**Work to complete**: Beginning with the line that holds "# point at: bell", copy every remaining line of the listing below exactly, and leave the pictures out.

**Data to process**:
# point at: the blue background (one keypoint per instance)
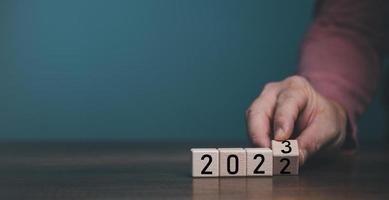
(145, 69)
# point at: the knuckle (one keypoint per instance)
(297, 81)
(270, 86)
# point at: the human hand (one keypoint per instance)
(292, 108)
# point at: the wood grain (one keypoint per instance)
(120, 170)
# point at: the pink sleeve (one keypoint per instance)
(340, 54)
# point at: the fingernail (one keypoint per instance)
(279, 133)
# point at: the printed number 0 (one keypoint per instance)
(204, 171)
(229, 164)
(256, 170)
(287, 146)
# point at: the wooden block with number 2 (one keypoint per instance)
(285, 157)
(205, 162)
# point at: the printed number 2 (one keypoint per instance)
(286, 166)
(256, 170)
(287, 146)
(204, 171)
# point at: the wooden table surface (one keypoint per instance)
(120, 170)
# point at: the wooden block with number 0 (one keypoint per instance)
(259, 161)
(232, 162)
(205, 162)
(285, 157)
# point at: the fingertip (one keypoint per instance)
(257, 142)
(302, 156)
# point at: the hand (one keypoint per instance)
(292, 108)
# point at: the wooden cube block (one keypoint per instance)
(259, 161)
(285, 157)
(205, 188)
(205, 162)
(232, 162)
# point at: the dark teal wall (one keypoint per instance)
(145, 69)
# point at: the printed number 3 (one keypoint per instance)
(289, 148)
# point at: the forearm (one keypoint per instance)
(340, 54)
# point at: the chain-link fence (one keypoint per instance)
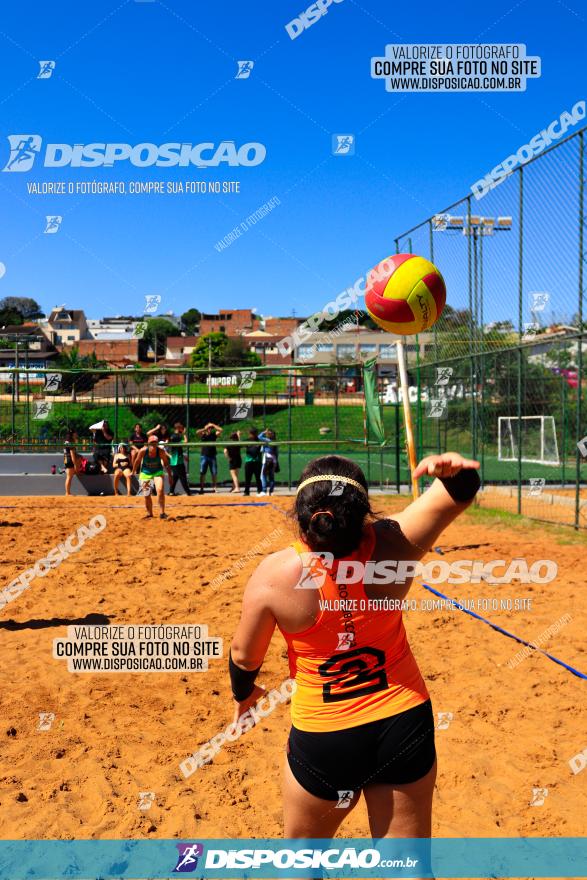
(313, 411)
(504, 380)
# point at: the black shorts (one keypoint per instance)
(392, 751)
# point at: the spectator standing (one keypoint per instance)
(270, 461)
(253, 462)
(137, 440)
(103, 438)
(177, 460)
(71, 460)
(209, 434)
(122, 465)
(235, 461)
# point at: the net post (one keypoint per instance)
(580, 323)
(520, 325)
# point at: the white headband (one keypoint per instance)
(331, 477)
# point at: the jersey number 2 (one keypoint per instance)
(355, 673)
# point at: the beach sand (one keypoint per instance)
(117, 734)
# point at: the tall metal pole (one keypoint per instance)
(481, 361)
(289, 395)
(28, 396)
(520, 326)
(116, 408)
(580, 322)
(471, 331)
(16, 364)
(431, 243)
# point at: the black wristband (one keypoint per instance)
(241, 680)
(462, 487)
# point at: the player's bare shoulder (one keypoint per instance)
(279, 571)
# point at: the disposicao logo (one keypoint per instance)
(24, 149)
(187, 860)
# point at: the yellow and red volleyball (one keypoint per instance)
(405, 294)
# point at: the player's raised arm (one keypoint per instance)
(456, 484)
(251, 639)
(139, 459)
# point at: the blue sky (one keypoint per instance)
(137, 72)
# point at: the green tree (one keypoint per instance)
(29, 309)
(209, 350)
(561, 356)
(191, 321)
(158, 329)
(10, 317)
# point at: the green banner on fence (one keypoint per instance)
(373, 406)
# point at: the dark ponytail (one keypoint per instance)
(331, 514)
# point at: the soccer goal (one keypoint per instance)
(538, 436)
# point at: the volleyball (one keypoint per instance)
(405, 294)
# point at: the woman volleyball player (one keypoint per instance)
(361, 713)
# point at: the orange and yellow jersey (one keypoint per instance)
(354, 664)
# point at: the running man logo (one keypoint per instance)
(343, 145)
(538, 796)
(246, 380)
(46, 69)
(314, 567)
(537, 484)
(437, 409)
(531, 328)
(152, 303)
(53, 224)
(46, 719)
(345, 641)
(187, 861)
(24, 149)
(244, 69)
(146, 799)
(242, 409)
(578, 762)
(52, 381)
(444, 719)
(41, 409)
(539, 301)
(443, 375)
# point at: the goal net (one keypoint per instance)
(538, 439)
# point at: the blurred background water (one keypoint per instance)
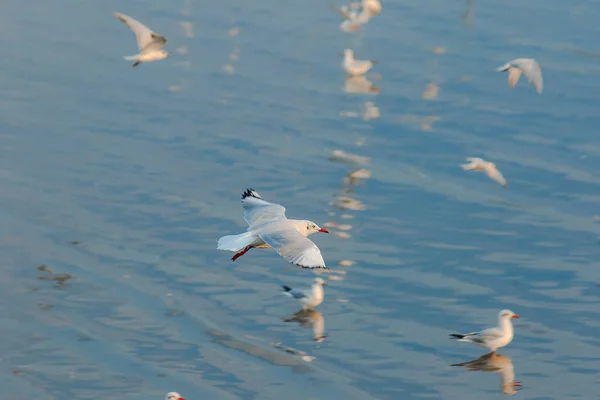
(118, 181)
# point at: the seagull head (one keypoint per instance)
(311, 228)
(319, 281)
(507, 314)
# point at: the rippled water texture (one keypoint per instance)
(142, 168)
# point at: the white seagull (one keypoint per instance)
(529, 67)
(492, 338)
(355, 67)
(479, 164)
(269, 227)
(309, 298)
(149, 43)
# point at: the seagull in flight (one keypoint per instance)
(269, 227)
(479, 164)
(529, 67)
(149, 43)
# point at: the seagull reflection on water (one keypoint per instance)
(310, 319)
(360, 84)
(494, 362)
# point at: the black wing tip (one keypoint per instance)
(250, 193)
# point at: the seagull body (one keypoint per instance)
(309, 298)
(355, 67)
(479, 164)
(173, 396)
(494, 362)
(269, 227)
(492, 338)
(149, 43)
(529, 67)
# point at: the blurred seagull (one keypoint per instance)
(309, 298)
(479, 164)
(529, 67)
(492, 338)
(269, 227)
(149, 43)
(355, 67)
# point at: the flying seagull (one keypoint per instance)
(149, 43)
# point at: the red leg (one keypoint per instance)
(241, 253)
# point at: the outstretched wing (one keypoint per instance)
(292, 246)
(147, 40)
(259, 212)
(297, 293)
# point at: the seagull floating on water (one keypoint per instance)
(492, 338)
(309, 298)
(269, 227)
(529, 67)
(355, 67)
(479, 164)
(149, 43)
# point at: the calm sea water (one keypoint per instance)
(143, 168)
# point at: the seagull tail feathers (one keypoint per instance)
(235, 242)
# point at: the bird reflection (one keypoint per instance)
(360, 84)
(494, 362)
(468, 16)
(310, 318)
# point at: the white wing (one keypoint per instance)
(513, 76)
(532, 71)
(148, 41)
(298, 294)
(488, 335)
(258, 212)
(292, 246)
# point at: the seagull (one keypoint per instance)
(479, 164)
(309, 298)
(355, 67)
(492, 338)
(149, 42)
(372, 7)
(269, 227)
(529, 67)
(494, 362)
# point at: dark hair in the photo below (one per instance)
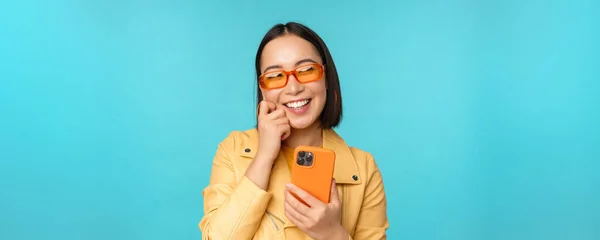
(332, 112)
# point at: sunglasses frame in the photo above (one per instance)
(320, 68)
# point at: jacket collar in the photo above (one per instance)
(345, 171)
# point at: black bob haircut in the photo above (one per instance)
(332, 112)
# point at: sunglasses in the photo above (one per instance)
(278, 79)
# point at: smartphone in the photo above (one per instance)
(312, 171)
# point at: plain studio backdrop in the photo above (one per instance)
(482, 115)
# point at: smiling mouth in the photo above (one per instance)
(297, 104)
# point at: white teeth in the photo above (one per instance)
(297, 104)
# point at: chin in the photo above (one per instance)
(301, 123)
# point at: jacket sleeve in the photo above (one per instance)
(372, 221)
(232, 209)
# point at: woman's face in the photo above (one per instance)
(303, 102)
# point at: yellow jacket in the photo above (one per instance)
(235, 208)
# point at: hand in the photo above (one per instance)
(273, 127)
(320, 220)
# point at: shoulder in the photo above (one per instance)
(364, 159)
(238, 139)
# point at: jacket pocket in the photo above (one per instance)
(269, 227)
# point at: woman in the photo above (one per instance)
(299, 103)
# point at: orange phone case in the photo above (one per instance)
(313, 176)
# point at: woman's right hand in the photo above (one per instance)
(273, 127)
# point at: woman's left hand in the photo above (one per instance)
(320, 220)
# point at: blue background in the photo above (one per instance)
(483, 115)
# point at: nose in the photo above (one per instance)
(294, 87)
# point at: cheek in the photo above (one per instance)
(320, 91)
(271, 95)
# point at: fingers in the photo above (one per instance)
(333, 196)
(295, 208)
(278, 113)
(287, 130)
(309, 199)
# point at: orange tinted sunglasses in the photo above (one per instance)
(278, 79)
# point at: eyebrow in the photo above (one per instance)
(297, 63)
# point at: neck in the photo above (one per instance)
(310, 136)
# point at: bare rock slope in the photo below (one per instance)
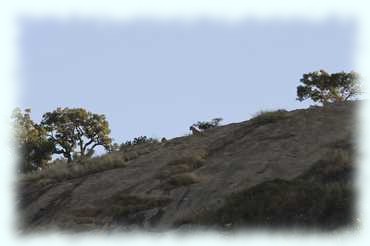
(281, 168)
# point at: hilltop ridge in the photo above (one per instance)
(278, 169)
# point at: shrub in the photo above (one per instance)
(265, 117)
(204, 125)
(138, 141)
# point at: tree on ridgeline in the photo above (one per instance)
(322, 87)
(33, 146)
(76, 132)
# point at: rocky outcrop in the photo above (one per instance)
(264, 171)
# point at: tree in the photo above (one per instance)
(76, 132)
(323, 87)
(31, 142)
(204, 125)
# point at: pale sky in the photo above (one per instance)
(156, 78)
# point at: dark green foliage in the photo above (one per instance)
(31, 142)
(138, 141)
(323, 87)
(204, 125)
(265, 117)
(76, 132)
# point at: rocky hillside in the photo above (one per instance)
(278, 169)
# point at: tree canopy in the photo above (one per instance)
(323, 87)
(76, 132)
(31, 142)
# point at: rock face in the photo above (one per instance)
(259, 172)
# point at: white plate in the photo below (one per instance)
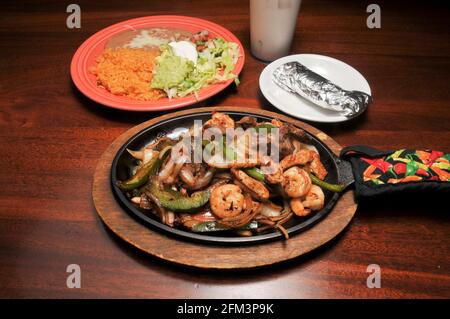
(334, 70)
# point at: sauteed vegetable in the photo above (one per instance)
(233, 186)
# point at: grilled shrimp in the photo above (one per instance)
(296, 182)
(272, 171)
(315, 198)
(254, 187)
(227, 201)
(317, 167)
(298, 208)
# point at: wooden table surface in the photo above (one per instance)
(51, 137)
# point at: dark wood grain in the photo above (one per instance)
(51, 138)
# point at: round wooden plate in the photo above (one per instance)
(206, 255)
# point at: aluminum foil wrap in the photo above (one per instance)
(296, 78)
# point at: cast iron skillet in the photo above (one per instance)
(339, 171)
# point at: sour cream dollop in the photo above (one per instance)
(185, 49)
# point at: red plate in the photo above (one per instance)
(86, 55)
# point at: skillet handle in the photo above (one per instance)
(345, 171)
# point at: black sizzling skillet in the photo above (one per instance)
(339, 172)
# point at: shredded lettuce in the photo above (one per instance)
(178, 76)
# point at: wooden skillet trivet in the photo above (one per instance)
(210, 256)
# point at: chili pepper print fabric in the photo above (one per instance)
(407, 166)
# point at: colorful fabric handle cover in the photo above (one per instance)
(384, 172)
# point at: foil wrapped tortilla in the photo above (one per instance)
(296, 78)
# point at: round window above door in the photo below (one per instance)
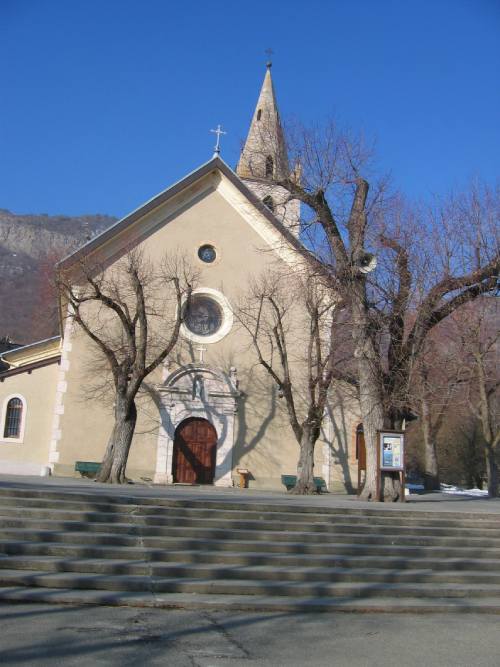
(203, 317)
(208, 318)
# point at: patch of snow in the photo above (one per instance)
(410, 487)
(457, 491)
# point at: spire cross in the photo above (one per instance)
(218, 132)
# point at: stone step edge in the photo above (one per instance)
(246, 603)
(277, 547)
(18, 551)
(222, 572)
(293, 502)
(151, 581)
(241, 536)
(11, 513)
(20, 559)
(354, 514)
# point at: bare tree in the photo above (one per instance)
(394, 309)
(132, 311)
(436, 383)
(290, 319)
(480, 335)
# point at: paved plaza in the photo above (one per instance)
(69, 635)
(54, 635)
(438, 502)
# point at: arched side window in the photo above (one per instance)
(269, 202)
(13, 419)
(269, 166)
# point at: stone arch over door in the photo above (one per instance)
(197, 391)
(194, 453)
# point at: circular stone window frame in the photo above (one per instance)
(227, 317)
(217, 254)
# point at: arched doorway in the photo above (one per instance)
(195, 445)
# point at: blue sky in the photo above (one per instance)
(106, 102)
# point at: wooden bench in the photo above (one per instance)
(87, 468)
(291, 480)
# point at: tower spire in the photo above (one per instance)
(264, 154)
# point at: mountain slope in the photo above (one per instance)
(30, 245)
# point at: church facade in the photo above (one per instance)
(210, 410)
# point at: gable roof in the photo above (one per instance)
(215, 163)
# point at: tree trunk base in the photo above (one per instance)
(303, 490)
(431, 482)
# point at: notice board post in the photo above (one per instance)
(391, 457)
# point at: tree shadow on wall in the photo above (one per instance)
(339, 447)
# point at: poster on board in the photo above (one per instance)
(391, 445)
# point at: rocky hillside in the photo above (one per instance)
(30, 245)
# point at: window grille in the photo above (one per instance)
(13, 416)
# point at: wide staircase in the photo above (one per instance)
(82, 547)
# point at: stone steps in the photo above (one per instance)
(81, 552)
(89, 548)
(330, 533)
(290, 572)
(250, 602)
(341, 524)
(242, 586)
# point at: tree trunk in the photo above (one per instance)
(431, 472)
(115, 458)
(492, 472)
(370, 398)
(305, 467)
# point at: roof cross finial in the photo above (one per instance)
(269, 52)
(218, 132)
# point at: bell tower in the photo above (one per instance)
(264, 158)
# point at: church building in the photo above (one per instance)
(212, 395)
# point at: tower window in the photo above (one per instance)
(268, 201)
(13, 418)
(269, 166)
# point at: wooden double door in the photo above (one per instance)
(195, 446)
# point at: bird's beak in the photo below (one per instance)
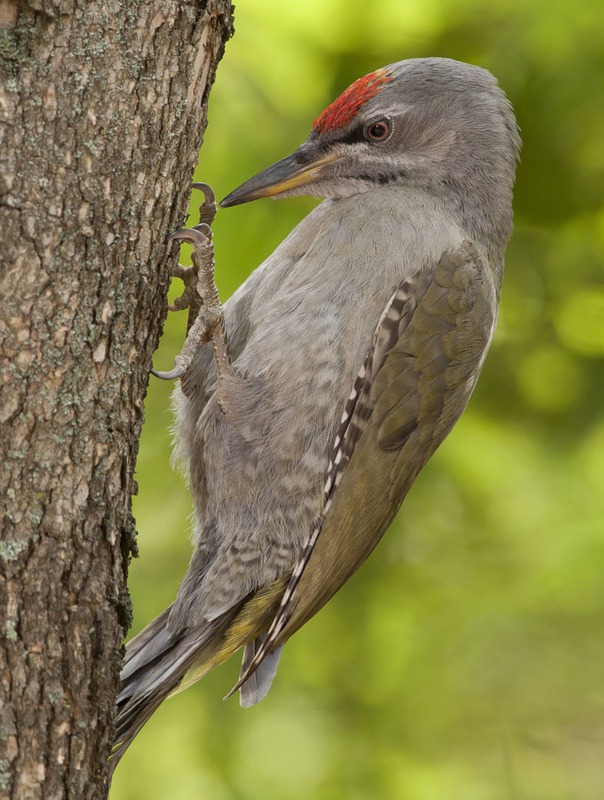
(299, 169)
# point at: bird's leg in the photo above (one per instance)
(206, 318)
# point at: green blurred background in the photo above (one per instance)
(466, 660)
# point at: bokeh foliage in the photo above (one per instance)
(466, 660)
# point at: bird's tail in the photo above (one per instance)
(160, 661)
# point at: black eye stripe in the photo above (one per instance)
(379, 131)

**Answer section**:
# point at: bell tower in the photo above (one per instance)
(264, 158)
# point at: church building in the photo above (one per instance)
(212, 395)
# point at: tower window in the photo above (one per instance)
(268, 201)
(13, 418)
(269, 166)
# point at: wooden double door in the photo above (one per instance)
(195, 446)
# point at: bird's beak in the photo below (one per instance)
(299, 169)
# point at: bird's leg in the photo above (one per instance)
(206, 318)
# point at: green blurred background in the photo above (one per instance)
(466, 660)
# point at: bokeh foliage in the photo above (one per instance)
(466, 660)
# point at: bird's tail in the photo above (one per instance)
(160, 661)
# point at: black eye stripe in the photo above (one per instance)
(379, 131)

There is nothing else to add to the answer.